EXERCISE OBJECTIVE: The listing below is to be given again in full and word for word, without its images.
------------------------------
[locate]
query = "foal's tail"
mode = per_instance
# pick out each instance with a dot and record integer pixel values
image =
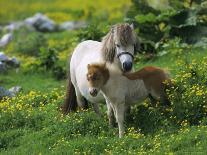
(70, 103)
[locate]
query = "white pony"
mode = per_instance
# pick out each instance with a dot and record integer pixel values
(124, 89)
(117, 49)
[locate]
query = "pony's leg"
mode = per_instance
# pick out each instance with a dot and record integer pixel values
(120, 107)
(127, 113)
(82, 102)
(152, 99)
(96, 109)
(110, 114)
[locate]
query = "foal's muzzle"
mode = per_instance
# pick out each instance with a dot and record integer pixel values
(126, 64)
(93, 92)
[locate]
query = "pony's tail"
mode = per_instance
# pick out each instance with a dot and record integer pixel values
(70, 103)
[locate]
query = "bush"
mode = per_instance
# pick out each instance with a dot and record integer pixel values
(27, 42)
(93, 31)
(183, 19)
(189, 93)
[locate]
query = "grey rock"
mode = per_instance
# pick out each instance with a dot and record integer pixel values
(3, 67)
(14, 26)
(5, 93)
(5, 39)
(41, 23)
(71, 25)
(15, 90)
(3, 57)
(13, 62)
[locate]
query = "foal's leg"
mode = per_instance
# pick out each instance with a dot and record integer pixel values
------------------------------
COMPLETED TASK:
[locate]
query = "foal's tail"
mode = per_instance
# pick out each instance with a dot and record integer pixel values
image =
(70, 103)
[locate]
query = "white pony"
mode = per_instance
# pick out each instance with a dot and record integer pixel values
(124, 89)
(117, 49)
[locate]
query = "pony's leg"
mode = per_instance
# pick out each instance with a dot and record integer pixel values
(120, 107)
(127, 113)
(82, 102)
(152, 99)
(96, 109)
(110, 114)
[locate]
query = "foal's muzzle"
mode = per_instance
# pick out each instance with a dot and record integer pixel values
(126, 64)
(93, 92)
[locate]
query = "pony's tail"
mode = per_instance
# pick out each instance with a dot and record integer pixel values
(70, 103)
[locate]
query = "bush"
mode = per_instance
# pick out each instance with a dot and record integer pixel values
(27, 42)
(93, 31)
(183, 19)
(189, 93)
[locate]
query = "grey rock"
mode = per_instance
# pick out each instance with a dot and record integer pixel values
(3, 67)
(14, 26)
(5, 93)
(5, 39)
(41, 23)
(71, 25)
(15, 90)
(3, 57)
(13, 62)
[locate]
query = "foal's leg"
mode = per_instance
# pick out each instance with a dot and record integer pixel values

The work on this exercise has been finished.